Photo-based referring expression data
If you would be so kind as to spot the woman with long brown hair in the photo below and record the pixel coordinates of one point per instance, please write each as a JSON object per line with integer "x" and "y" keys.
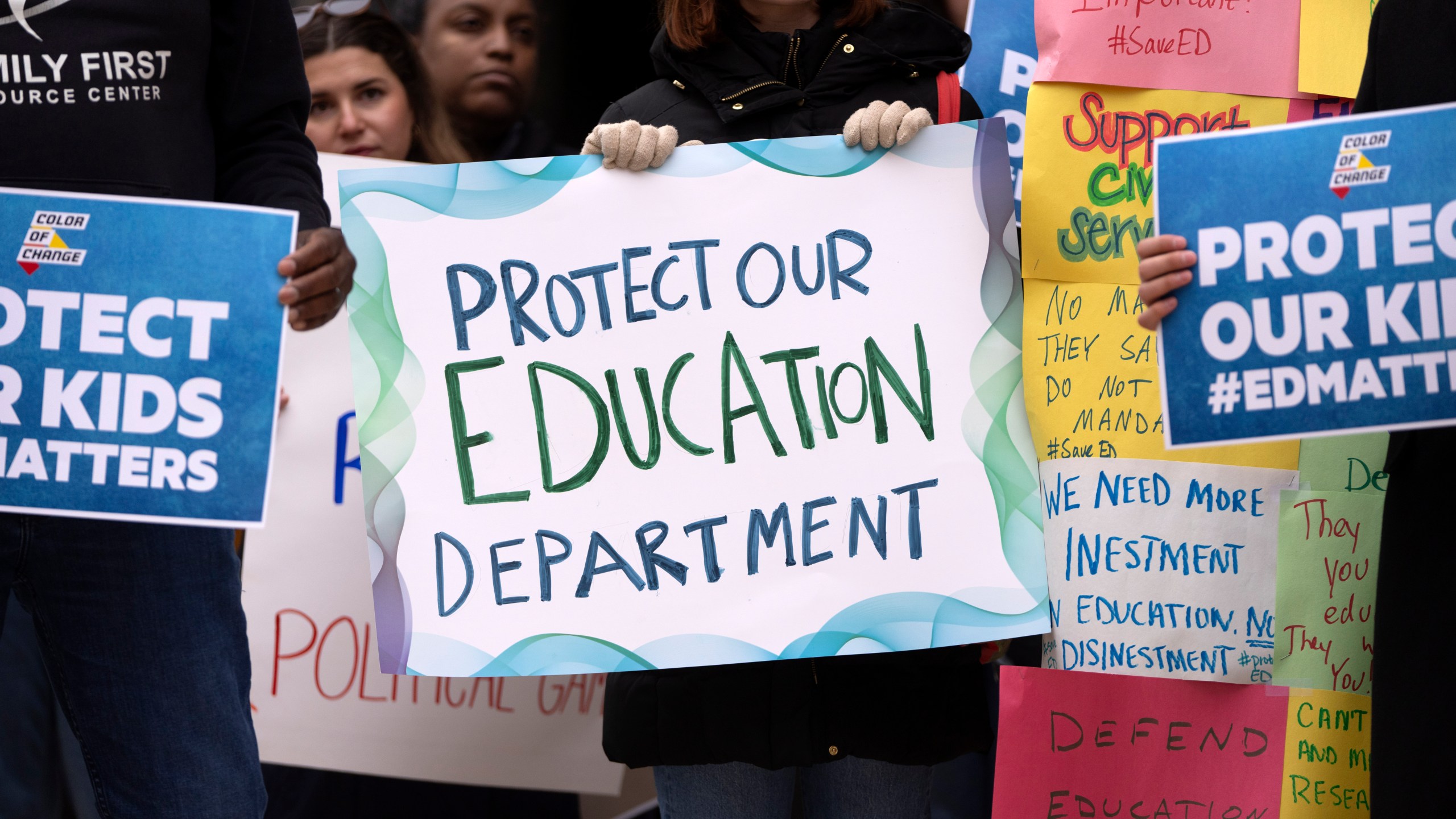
{"x": 858, "y": 734}
{"x": 370, "y": 91}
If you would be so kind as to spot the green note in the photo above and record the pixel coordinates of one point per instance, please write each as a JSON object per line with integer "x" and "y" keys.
{"x": 1324, "y": 599}
{"x": 1346, "y": 464}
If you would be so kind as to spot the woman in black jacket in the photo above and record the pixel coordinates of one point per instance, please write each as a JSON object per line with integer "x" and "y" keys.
{"x": 862, "y": 730}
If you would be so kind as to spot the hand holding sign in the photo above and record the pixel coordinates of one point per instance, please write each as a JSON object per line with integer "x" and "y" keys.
{"x": 321, "y": 276}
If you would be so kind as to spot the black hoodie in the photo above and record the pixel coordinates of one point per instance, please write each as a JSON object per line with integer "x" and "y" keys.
{"x": 190, "y": 100}
{"x": 911, "y": 707}
{"x": 766, "y": 85}
{"x": 1413, "y": 61}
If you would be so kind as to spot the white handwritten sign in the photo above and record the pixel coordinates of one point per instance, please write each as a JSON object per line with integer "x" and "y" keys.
{"x": 1163, "y": 569}
{"x": 618, "y": 421}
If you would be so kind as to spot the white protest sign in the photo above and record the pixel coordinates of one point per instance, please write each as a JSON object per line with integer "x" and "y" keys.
{"x": 762, "y": 403}
{"x": 319, "y": 698}
{"x": 1163, "y": 569}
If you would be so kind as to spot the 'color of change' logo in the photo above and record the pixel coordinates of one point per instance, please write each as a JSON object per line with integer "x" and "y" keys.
{"x": 43, "y": 245}
{"x": 1353, "y": 168}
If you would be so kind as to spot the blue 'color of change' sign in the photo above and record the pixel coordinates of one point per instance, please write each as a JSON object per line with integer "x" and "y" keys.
{"x": 999, "y": 71}
{"x": 1324, "y": 297}
{"x": 139, "y": 358}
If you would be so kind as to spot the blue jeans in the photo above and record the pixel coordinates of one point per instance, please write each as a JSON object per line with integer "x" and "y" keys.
{"x": 848, "y": 789}
{"x": 143, "y": 637}
{"x": 41, "y": 768}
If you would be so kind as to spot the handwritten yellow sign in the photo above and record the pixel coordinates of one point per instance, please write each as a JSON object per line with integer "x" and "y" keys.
{"x": 1333, "y": 37}
{"x": 1091, "y": 379}
{"x": 1088, "y": 175}
{"x": 1327, "y": 755}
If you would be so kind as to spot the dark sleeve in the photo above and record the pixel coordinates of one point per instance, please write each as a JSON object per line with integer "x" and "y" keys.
{"x": 1366, "y": 100}
{"x": 614, "y": 114}
{"x": 258, "y": 100}
{"x": 969, "y": 108}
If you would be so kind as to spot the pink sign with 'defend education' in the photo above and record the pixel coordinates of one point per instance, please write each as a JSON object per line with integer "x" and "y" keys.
{"x": 1077, "y": 744}
{"x": 1221, "y": 46}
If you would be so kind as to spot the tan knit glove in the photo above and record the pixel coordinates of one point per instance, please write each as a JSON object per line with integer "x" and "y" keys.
{"x": 632, "y": 146}
{"x": 883, "y": 125}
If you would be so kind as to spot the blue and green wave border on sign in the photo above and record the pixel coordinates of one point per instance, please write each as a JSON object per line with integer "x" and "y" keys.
{"x": 389, "y": 385}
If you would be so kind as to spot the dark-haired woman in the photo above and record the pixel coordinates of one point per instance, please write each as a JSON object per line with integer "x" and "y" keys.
{"x": 370, "y": 92}
{"x": 859, "y": 734}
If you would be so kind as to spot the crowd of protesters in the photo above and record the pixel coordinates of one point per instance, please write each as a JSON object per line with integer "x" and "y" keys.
{"x": 86, "y": 729}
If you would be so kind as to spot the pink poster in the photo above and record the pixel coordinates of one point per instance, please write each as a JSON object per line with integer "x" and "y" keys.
{"x": 1078, "y": 744}
{"x": 1222, "y": 46}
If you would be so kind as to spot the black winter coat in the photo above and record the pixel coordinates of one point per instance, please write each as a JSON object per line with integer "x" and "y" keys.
{"x": 766, "y": 85}
{"x": 1411, "y": 61}
{"x": 912, "y": 709}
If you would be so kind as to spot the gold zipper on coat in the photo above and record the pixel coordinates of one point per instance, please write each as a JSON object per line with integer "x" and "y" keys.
{"x": 832, "y": 50}
{"x": 794, "y": 60}
{"x": 750, "y": 88}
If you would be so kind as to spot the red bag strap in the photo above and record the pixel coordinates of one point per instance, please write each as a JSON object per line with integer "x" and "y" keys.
{"x": 948, "y": 86}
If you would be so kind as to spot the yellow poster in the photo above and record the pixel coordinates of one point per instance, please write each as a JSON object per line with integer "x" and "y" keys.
{"x": 1088, "y": 174}
{"x": 1333, "y": 37}
{"x": 1327, "y": 755}
{"x": 1091, "y": 379}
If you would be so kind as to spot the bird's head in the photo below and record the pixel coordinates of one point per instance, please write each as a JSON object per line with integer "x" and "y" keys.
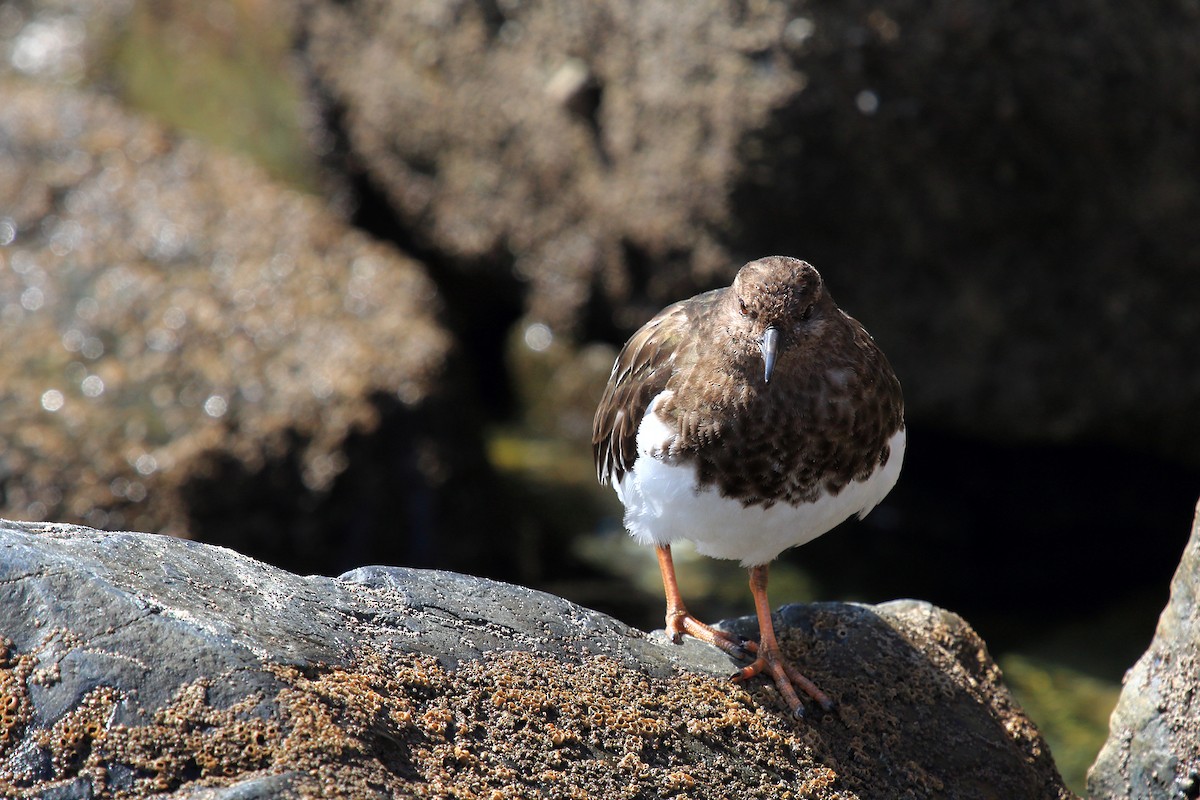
{"x": 779, "y": 304}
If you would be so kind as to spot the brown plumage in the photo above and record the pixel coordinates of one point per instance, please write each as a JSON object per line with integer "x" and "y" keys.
{"x": 766, "y": 398}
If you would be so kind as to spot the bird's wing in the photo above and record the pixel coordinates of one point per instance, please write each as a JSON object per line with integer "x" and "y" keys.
{"x": 641, "y": 373}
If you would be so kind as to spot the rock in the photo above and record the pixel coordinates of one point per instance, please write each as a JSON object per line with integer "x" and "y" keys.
{"x": 141, "y": 663}
{"x": 966, "y": 158}
{"x": 1153, "y": 746}
{"x": 195, "y": 349}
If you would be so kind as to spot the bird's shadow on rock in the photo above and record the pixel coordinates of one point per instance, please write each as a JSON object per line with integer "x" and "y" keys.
{"x": 919, "y": 703}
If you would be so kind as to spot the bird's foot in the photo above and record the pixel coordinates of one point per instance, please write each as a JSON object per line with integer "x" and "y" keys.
{"x": 787, "y": 679}
{"x": 681, "y": 623}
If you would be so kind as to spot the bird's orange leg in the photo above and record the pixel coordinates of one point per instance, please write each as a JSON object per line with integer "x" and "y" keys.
{"x": 771, "y": 659}
{"x": 679, "y": 619}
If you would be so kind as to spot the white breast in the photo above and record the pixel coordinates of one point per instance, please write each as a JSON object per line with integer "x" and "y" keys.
{"x": 664, "y": 503}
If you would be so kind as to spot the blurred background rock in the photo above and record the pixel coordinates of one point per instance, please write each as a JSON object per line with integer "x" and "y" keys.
{"x": 407, "y": 310}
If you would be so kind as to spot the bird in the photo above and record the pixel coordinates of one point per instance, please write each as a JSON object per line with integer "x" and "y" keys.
{"x": 749, "y": 420}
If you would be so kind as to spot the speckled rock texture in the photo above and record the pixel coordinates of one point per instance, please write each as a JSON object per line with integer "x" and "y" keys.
{"x": 191, "y": 348}
{"x": 139, "y": 665}
{"x": 1153, "y": 747}
{"x": 958, "y": 173}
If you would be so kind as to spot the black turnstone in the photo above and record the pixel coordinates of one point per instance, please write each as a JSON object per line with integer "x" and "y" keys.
{"x": 749, "y": 420}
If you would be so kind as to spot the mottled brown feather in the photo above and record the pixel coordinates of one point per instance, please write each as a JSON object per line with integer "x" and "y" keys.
{"x": 823, "y": 420}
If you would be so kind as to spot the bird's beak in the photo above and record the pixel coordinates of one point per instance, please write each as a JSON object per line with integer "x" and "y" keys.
{"x": 768, "y": 344}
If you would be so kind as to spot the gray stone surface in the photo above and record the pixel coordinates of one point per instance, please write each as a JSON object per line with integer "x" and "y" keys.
{"x": 1023, "y": 251}
{"x": 190, "y": 347}
{"x": 142, "y": 665}
{"x": 1153, "y": 747}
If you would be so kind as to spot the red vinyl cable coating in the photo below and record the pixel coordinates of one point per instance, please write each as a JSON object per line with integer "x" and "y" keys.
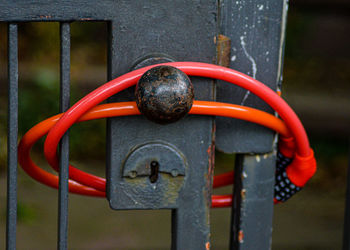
{"x": 129, "y": 108}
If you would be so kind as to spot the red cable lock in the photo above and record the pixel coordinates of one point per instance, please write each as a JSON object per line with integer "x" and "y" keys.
{"x": 293, "y": 139}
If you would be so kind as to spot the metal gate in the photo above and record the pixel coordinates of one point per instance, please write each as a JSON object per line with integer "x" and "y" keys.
{"x": 246, "y": 35}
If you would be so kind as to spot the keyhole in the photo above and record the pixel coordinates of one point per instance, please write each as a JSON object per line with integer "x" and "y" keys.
{"x": 154, "y": 171}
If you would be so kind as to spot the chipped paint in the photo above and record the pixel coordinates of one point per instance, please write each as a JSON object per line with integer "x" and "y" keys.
{"x": 223, "y": 51}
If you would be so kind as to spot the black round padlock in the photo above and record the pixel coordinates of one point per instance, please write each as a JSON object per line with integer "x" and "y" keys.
{"x": 164, "y": 94}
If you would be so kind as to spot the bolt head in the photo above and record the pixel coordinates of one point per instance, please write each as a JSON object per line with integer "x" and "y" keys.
{"x": 164, "y": 94}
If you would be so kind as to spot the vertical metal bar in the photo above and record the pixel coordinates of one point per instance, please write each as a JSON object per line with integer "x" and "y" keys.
{"x": 64, "y": 144}
{"x": 253, "y": 203}
{"x": 346, "y": 233}
{"x": 12, "y": 136}
{"x": 235, "y": 210}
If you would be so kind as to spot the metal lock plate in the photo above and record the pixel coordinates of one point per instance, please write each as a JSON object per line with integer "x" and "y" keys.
{"x": 152, "y": 176}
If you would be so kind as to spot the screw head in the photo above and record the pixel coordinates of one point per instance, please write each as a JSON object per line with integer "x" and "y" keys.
{"x": 164, "y": 94}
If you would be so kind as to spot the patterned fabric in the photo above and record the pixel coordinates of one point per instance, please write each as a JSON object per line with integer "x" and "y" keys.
{"x": 284, "y": 188}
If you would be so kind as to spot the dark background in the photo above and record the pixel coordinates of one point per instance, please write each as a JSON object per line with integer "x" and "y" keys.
{"x": 316, "y": 85}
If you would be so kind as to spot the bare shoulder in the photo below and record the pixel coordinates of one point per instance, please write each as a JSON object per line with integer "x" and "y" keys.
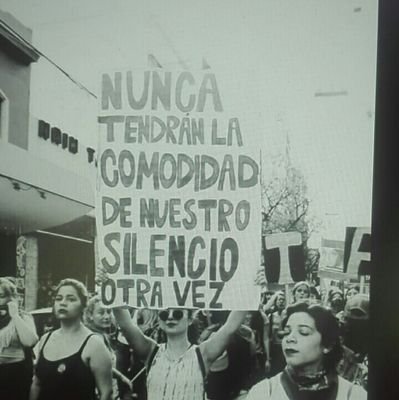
{"x": 95, "y": 343}
{"x": 260, "y": 391}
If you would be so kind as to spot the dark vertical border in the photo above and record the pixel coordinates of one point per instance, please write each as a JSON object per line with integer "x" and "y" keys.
{"x": 384, "y": 351}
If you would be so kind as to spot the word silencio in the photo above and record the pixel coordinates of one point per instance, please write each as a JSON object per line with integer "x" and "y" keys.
{"x": 192, "y": 264}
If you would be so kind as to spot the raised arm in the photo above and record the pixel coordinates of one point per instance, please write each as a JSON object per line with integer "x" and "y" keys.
{"x": 212, "y": 348}
{"x": 141, "y": 344}
{"x": 101, "y": 367}
{"x": 24, "y": 326}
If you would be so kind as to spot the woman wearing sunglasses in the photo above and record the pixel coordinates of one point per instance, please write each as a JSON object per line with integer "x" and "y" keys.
{"x": 176, "y": 369}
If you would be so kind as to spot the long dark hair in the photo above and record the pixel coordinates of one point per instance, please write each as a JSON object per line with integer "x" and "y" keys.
{"x": 327, "y": 325}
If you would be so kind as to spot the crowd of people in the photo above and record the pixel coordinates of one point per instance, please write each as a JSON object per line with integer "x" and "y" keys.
{"x": 306, "y": 344}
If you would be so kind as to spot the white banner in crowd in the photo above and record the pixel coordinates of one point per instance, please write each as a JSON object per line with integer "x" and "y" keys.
{"x": 178, "y": 197}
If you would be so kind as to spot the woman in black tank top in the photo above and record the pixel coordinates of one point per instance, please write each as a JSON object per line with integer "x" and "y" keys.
{"x": 73, "y": 363}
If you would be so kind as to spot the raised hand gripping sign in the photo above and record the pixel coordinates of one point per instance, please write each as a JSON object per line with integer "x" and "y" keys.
{"x": 178, "y": 196}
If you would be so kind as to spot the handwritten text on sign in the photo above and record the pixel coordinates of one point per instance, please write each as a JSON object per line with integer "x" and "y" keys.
{"x": 178, "y": 197}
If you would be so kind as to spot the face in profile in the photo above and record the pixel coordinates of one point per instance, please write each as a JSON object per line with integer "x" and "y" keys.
{"x": 301, "y": 293}
{"x": 4, "y": 298}
{"x": 101, "y": 317}
{"x": 174, "y": 321}
{"x": 280, "y": 302}
{"x": 351, "y": 292}
{"x": 67, "y": 303}
{"x": 302, "y": 343}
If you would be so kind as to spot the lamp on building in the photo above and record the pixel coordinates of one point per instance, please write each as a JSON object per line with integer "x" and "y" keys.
{"x": 16, "y": 185}
{"x": 42, "y": 194}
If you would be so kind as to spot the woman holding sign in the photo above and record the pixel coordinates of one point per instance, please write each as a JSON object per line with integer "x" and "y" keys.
{"x": 176, "y": 369}
{"x": 312, "y": 349}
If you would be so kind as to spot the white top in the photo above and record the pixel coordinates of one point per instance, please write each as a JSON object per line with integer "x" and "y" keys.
{"x": 179, "y": 379}
{"x": 272, "y": 389}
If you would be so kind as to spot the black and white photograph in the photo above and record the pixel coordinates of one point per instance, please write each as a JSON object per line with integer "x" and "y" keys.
{"x": 192, "y": 200}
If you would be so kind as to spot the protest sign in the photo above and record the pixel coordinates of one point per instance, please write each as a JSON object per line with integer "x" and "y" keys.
{"x": 284, "y": 257}
{"x": 331, "y": 264}
{"x": 357, "y": 251}
{"x": 178, "y": 196}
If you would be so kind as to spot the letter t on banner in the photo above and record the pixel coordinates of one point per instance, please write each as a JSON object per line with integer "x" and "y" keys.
{"x": 282, "y": 242}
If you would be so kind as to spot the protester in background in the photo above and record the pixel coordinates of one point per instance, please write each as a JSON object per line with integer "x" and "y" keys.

- [WHAT YOU WILL DO]: Word for word, restate only the lines from the one containing "the black and" through the last line of the entries, with both ends kept.

- [OUTPUT OF THE TASK]:
If you would be so kind as to spot the black and white photograph in the photo above and record the pixel coordinates of one point per instance, please write each as a JSON object per line with integer "x" and "y" keys.
{"x": 192, "y": 200}
If you would be so kind as to spot the protest sign in the photo above and record the pixel coordinates of one point per instance, please write each as a JSON object per line with integer "x" and "y" keys.
{"x": 284, "y": 257}
{"x": 331, "y": 264}
{"x": 357, "y": 251}
{"x": 178, "y": 196}
If you would be so kind as to spot the letter t on banner in the photo above and record the pixel coordinates of one point per instance, please write each as a JSON object per line with integer "x" and "y" keys.
{"x": 282, "y": 242}
If you would be so kind as to spot the protester in background in the photo above and record the pixel coordinates of one point per instance, please write each as a JSON object per line with integer "x" and "y" keys.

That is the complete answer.